• Data under study:
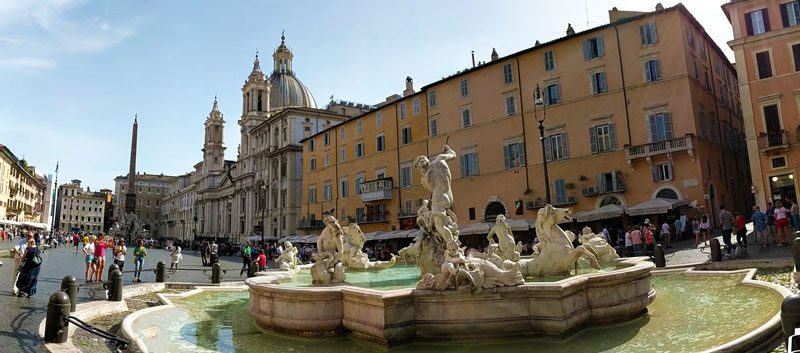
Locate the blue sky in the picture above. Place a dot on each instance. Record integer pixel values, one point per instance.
(75, 72)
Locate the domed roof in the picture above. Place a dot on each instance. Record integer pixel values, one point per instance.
(286, 90)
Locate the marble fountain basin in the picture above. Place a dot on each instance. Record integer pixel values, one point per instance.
(542, 308)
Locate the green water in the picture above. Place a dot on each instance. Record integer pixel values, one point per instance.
(691, 313)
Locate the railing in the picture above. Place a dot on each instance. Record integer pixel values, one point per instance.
(661, 147)
(773, 140)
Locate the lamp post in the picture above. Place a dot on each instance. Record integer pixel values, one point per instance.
(537, 101)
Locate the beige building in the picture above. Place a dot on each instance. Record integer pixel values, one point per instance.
(23, 191)
(643, 107)
(80, 210)
(766, 46)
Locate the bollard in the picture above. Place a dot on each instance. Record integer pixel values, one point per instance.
(215, 273)
(251, 272)
(716, 252)
(69, 285)
(160, 271)
(659, 253)
(56, 326)
(790, 315)
(115, 286)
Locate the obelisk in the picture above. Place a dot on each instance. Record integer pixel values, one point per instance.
(130, 196)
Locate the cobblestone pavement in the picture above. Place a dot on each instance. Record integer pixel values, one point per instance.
(20, 317)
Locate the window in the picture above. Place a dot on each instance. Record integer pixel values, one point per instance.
(556, 147)
(380, 142)
(513, 154)
(434, 126)
(757, 22)
(662, 172)
(405, 135)
(326, 192)
(511, 106)
(764, 65)
(360, 149)
(508, 77)
(549, 61)
(593, 48)
(469, 164)
(405, 175)
(652, 70)
(660, 127)
(647, 34)
(599, 82)
(359, 180)
(603, 138)
(466, 117)
(312, 195)
(790, 13)
(552, 94)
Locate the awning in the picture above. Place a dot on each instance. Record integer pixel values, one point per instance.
(655, 206)
(605, 212)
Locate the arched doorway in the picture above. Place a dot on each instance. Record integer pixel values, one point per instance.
(492, 210)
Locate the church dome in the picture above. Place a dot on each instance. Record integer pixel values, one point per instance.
(286, 90)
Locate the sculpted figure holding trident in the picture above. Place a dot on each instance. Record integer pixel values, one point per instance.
(436, 178)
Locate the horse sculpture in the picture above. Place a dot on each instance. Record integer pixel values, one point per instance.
(556, 255)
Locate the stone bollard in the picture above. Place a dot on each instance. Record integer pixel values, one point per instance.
(69, 285)
(56, 326)
(659, 254)
(716, 252)
(251, 272)
(115, 286)
(160, 271)
(790, 315)
(215, 273)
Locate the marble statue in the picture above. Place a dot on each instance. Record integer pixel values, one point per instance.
(328, 267)
(556, 255)
(598, 245)
(352, 256)
(288, 260)
(504, 247)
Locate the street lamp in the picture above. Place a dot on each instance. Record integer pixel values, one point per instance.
(537, 101)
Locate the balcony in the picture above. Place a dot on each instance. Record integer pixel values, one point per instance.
(661, 147)
(379, 189)
(773, 140)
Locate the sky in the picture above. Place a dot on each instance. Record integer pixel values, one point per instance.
(73, 73)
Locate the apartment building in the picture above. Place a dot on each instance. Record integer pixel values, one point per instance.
(766, 46)
(643, 107)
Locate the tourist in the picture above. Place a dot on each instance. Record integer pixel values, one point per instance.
(139, 253)
(88, 252)
(726, 222)
(119, 254)
(176, 256)
(781, 222)
(760, 225)
(29, 270)
(741, 231)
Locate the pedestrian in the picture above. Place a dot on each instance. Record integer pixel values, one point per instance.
(29, 271)
(726, 222)
(88, 252)
(138, 255)
(760, 226)
(176, 256)
(781, 222)
(741, 231)
(119, 254)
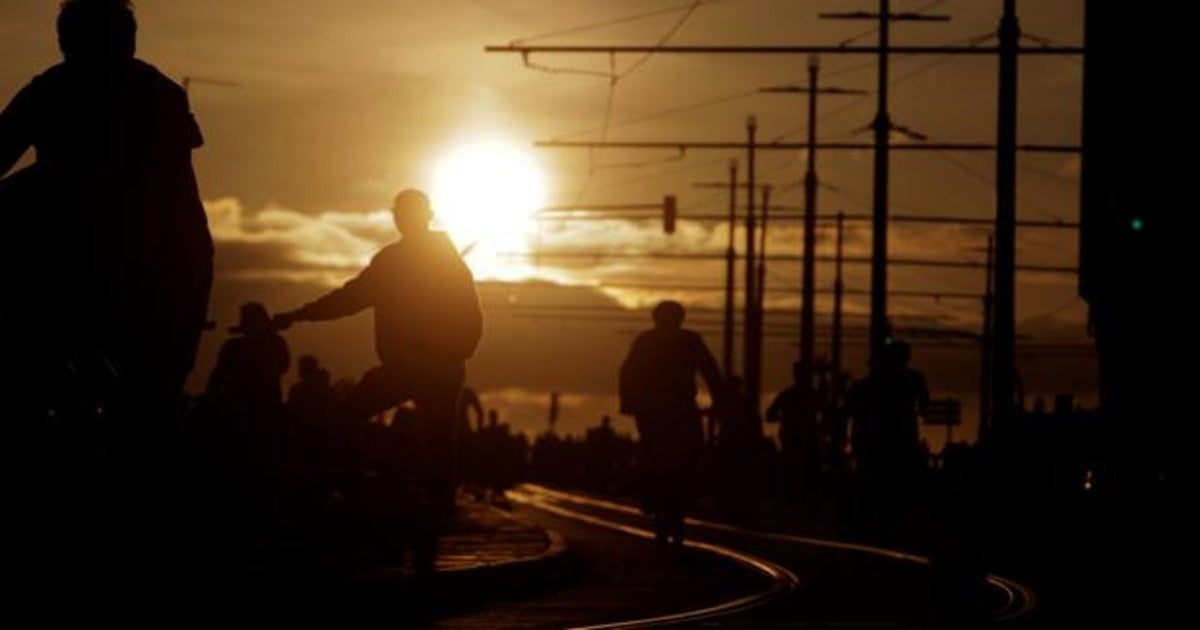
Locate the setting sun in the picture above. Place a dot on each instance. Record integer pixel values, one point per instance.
(486, 195)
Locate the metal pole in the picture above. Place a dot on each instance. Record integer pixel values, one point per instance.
(880, 210)
(1005, 352)
(839, 292)
(808, 275)
(730, 264)
(749, 317)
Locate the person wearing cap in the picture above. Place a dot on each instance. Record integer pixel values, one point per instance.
(129, 275)
(427, 323)
(250, 367)
(658, 388)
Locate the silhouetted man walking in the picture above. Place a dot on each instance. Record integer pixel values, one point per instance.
(427, 324)
(112, 264)
(658, 387)
(797, 411)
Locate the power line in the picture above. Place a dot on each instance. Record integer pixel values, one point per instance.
(613, 22)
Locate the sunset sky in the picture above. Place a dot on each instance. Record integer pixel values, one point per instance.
(334, 106)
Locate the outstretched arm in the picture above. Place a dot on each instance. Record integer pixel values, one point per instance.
(349, 299)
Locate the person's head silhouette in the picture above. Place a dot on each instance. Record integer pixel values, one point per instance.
(900, 353)
(255, 321)
(412, 211)
(669, 315)
(93, 31)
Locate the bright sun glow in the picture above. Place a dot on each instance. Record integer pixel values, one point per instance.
(486, 195)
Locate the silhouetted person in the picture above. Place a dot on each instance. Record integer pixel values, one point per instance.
(250, 366)
(312, 395)
(600, 453)
(798, 412)
(658, 387)
(127, 277)
(427, 323)
(245, 403)
(112, 264)
(469, 405)
(886, 408)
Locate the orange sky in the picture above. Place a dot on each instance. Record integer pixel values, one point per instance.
(341, 103)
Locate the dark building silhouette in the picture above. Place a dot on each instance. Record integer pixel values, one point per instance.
(658, 388)
(797, 409)
(111, 265)
(114, 192)
(886, 432)
(427, 322)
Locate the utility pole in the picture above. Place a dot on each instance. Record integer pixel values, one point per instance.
(985, 361)
(1005, 346)
(760, 303)
(808, 268)
(879, 324)
(839, 291)
(730, 265)
(187, 82)
(750, 317)
(882, 126)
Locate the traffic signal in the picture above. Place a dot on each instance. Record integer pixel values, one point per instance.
(670, 213)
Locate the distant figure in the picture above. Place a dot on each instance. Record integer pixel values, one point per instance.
(886, 437)
(250, 367)
(798, 412)
(600, 448)
(658, 388)
(312, 406)
(427, 323)
(107, 226)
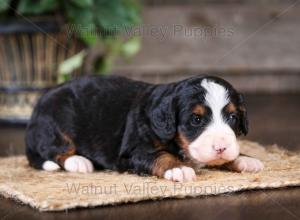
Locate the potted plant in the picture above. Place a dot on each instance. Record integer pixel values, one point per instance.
(45, 42)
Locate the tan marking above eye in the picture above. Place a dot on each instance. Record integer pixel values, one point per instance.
(231, 108)
(199, 110)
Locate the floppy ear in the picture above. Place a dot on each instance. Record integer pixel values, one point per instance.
(243, 126)
(162, 117)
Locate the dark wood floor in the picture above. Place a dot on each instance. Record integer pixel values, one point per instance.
(273, 119)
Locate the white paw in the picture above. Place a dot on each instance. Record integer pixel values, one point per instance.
(78, 164)
(50, 166)
(247, 164)
(180, 174)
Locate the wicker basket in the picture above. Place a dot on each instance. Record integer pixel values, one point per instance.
(30, 53)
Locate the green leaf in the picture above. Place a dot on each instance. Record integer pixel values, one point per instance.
(4, 5)
(83, 3)
(68, 66)
(131, 47)
(115, 15)
(35, 7)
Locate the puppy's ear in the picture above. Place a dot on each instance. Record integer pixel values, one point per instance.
(163, 121)
(243, 126)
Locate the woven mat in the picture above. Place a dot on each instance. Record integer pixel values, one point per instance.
(56, 191)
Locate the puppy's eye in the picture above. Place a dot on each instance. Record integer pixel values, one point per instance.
(196, 120)
(233, 117)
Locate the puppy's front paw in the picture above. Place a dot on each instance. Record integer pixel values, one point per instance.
(180, 174)
(246, 164)
(78, 164)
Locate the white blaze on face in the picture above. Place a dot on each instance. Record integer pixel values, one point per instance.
(217, 143)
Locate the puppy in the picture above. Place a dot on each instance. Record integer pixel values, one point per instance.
(125, 125)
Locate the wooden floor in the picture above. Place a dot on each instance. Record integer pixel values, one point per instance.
(273, 119)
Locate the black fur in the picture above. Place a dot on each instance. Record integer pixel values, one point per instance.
(114, 121)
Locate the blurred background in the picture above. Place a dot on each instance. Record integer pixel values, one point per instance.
(255, 45)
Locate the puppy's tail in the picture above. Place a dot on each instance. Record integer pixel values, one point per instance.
(35, 160)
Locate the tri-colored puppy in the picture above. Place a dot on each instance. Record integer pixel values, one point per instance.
(120, 124)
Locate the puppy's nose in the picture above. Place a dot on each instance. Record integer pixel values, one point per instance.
(219, 146)
(220, 149)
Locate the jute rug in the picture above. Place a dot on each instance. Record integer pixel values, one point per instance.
(61, 190)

• What you need to do: Which lines run from the one containing "Locate the blurred" to the end of the entries above? Quote exactly those, and only those.

• Completed task:
Locate the blurred background in the picture above. Place a dot on each instance. Record integer pixel values, one point per instance.
(255, 45)
Locate the puppy's tail in the picture above. Place a dot on each instance. Record integer pixel values, one point per instance.
(35, 160)
Locate the tri-colored puppy in the picture above. Place a dot on each instance. Record integer pixel values, one point per instance.
(120, 124)
Locate the puppy's nose in the picture above. Place a dot on each instance. Record integer pixel values, one point per instance.
(219, 146)
(220, 149)
Locate the jute rug in the picture above. Place a dot on each instance. Record integer pixel values, one point per instance.
(61, 190)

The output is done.